-- begin DATA PROVIDED --

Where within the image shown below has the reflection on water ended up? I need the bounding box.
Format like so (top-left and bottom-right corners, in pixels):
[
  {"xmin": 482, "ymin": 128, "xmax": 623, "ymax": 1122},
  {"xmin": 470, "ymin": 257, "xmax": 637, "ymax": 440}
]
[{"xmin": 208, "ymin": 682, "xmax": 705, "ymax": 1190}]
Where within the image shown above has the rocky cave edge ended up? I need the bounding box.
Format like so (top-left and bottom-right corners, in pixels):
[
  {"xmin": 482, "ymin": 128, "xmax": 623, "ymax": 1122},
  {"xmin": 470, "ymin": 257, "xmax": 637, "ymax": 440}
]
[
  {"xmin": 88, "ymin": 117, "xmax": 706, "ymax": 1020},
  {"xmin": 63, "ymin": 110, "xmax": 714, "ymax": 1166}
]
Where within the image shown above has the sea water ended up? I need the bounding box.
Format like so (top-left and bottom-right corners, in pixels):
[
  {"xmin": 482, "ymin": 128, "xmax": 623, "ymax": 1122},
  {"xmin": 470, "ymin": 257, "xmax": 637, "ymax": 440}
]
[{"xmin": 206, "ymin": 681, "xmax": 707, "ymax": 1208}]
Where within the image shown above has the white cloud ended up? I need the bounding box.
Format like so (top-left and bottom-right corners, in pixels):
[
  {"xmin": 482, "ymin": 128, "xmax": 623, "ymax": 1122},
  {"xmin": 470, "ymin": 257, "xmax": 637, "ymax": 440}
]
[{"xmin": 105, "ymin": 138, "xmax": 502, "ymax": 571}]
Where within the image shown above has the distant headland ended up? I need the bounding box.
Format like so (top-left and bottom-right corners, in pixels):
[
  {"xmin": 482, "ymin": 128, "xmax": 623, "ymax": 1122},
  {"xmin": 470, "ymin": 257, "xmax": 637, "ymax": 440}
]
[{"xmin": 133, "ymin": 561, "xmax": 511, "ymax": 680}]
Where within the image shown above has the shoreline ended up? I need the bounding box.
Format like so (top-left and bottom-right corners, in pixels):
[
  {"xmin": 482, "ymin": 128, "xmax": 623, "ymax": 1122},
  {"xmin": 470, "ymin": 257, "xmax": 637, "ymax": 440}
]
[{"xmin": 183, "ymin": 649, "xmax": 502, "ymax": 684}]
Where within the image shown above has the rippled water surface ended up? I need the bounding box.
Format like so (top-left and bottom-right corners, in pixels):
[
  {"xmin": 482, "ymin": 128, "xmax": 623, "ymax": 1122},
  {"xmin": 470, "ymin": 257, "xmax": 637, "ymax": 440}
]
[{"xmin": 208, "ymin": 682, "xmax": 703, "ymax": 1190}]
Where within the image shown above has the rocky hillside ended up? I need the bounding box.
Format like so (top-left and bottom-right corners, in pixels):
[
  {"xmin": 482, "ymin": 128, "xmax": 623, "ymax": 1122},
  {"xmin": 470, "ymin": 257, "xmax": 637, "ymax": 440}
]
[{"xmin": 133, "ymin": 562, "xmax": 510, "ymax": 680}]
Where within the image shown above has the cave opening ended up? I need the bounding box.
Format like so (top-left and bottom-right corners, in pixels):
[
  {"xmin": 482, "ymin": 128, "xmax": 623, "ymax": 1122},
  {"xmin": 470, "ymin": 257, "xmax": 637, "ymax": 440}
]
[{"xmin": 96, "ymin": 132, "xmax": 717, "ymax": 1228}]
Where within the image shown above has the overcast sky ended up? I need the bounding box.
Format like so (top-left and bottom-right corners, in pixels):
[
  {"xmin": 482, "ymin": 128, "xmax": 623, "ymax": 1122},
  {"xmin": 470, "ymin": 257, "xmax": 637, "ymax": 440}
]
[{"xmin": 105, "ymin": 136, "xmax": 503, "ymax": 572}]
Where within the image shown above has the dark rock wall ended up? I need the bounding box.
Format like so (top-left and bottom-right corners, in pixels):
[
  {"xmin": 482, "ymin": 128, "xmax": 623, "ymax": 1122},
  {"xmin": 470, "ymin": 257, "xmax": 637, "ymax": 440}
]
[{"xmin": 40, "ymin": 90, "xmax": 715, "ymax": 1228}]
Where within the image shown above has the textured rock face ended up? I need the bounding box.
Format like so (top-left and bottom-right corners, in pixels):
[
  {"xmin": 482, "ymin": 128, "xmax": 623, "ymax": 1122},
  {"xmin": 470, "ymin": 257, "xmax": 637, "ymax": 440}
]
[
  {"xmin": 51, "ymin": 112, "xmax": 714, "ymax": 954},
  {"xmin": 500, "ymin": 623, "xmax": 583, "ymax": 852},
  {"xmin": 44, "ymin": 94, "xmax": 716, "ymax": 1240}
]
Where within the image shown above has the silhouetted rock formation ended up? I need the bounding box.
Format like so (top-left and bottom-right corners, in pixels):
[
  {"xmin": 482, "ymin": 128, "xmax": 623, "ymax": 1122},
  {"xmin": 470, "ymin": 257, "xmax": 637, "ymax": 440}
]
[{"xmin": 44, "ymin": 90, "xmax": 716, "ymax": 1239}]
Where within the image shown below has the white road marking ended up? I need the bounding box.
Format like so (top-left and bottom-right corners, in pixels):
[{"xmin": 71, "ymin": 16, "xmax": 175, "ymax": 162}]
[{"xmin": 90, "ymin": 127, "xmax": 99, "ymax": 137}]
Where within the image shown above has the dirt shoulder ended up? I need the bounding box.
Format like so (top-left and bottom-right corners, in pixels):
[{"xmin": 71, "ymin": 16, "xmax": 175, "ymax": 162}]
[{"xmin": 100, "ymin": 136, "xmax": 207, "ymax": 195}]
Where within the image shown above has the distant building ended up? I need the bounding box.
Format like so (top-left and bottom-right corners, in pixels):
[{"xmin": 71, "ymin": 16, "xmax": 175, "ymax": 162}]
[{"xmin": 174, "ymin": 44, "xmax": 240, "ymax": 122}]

-- end DATA PROVIDED --

Starting at the line containing "Where within the image shown above has the distant building" and ending at the end of the records, rewrite those records as a two-column CSV with the headers text and answer, one row per record. Put each text and each answer in a single quoted field, with line breaks replaced by spaces.

text,answer
"Where within the image shown above has the distant building ended up? I need the bounding box. Format like so (top-left and bottom-right corners, in pixels): [{""xmin"": 71, ""ymin"": 16, ""xmax"": 175, ""ymax"": 162}]","[{""xmin"": 174, ""ymin"": 44, ""xmax"": 240, ""ymax"": 122}]"